_DATA IN THIS EXERCISE_:

============

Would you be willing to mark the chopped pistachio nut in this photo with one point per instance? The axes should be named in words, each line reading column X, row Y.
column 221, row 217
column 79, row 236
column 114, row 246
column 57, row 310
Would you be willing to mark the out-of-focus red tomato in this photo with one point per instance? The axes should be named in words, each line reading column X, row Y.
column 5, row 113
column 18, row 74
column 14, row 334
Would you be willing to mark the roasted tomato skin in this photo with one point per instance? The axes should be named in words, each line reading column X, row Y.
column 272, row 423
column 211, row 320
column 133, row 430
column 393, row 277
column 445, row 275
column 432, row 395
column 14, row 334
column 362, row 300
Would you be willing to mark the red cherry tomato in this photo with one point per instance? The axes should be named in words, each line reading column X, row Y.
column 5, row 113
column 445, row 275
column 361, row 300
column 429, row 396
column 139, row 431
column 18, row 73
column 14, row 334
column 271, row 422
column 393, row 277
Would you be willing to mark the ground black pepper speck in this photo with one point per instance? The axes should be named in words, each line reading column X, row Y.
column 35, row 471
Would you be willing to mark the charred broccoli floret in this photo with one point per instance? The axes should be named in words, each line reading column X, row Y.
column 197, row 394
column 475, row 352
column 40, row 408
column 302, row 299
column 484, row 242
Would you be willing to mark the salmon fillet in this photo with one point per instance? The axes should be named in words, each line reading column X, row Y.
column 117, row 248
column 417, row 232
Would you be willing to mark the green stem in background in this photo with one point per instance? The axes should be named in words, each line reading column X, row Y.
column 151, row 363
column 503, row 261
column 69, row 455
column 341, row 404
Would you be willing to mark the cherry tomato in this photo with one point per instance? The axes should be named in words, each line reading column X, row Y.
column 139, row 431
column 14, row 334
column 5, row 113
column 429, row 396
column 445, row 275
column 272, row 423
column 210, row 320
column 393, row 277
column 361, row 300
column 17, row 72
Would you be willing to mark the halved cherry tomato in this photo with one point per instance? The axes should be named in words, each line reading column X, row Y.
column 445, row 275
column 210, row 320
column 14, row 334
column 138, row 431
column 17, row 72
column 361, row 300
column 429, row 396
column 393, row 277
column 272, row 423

============

_EXERCISE OBJECTIVE_:
The expected output is the complete listing, word for word.

_EXPECTED ANSWER_:
Would you be willing to mark the chopped pistachio nut in this photo with one point per instance? The axes should be named in words, each line reading column X, row Y.
column 221, row 217
column 79, row 236
column 114, row 246
column 57, row 310
Would you be willing to mark the out-of-focus red tomato in this photo with one point per instance? The axes should be named in words, each line reading column X, row Y.
column 5, row 113
column 18, row 74
column 14, row 334
Would you be willing to mark the roasted tomato skin in this photo with one point per instance? The axes should be named in words, each line reading column X, row Y.
column 272, row 423
column 211, row 320
column 133, row 430
column 393, row 277
column 445, row 275
column 432, row 395
column 14, row 334
column 362, row 300
Would you be willing to mark the red cherry tomato in this photo with one point per instance? The axes should be named in words, each line reading column X, row Y.
column 5, row 113
column 445, row 275
column 361, row 300
column 429, row 396
column 139, row 431
column 18, row 73
column 14, row 334
column 271, row 422
column 393, row 277
Would you be willing to mark the ground black pepper speck in this photo with one point per instance? The axes should be named in words, each line reading column X, row Y.
column 35, row 471
Would you be willing to mark the charred broccoli floret in this photo with one point per instance? The axes should be named in words, each line reading column X, row Y.
column 197, row 394
column 475, row 352
column 40, row 408
column 302, row 299
column 484, row 242
Would you be willing to mark the salmon fillet in this photo with one point per instance? The axes should be named in words, each line reading column X, row Y.
column 117, row 248
column 417, row 232
Would you be willing to mark the green stem in background in this photo with one point per instance? The axes should be named in words, each line reading column X, row Y.
column 151, row 363
column 503, row 261
column 69, row 455
column 341, row 404
Would you be willing to mark the cherry tomato in this photo with one point per instance? The axes should be named in words, each line reading column X, row Y.
column 139, row 431
column 14, row 334
column 5, row 113
column 429, row 396
column 445, row 275
column 272, row 423
column 210, row 320
column 393, row 277
column 361, row 300
column 17, row 72
Would you be willing to mark the halved cherry tomato in this photo with one point per instance? The axes should be named in words, each line reading column X, row Y.
column 445, row 275
column 210, row 320
column 14, row 334
column 138, row 431
column 17, row 72
column 361, row 300
column 429, row 396
column 393, row 277
column 272, row 423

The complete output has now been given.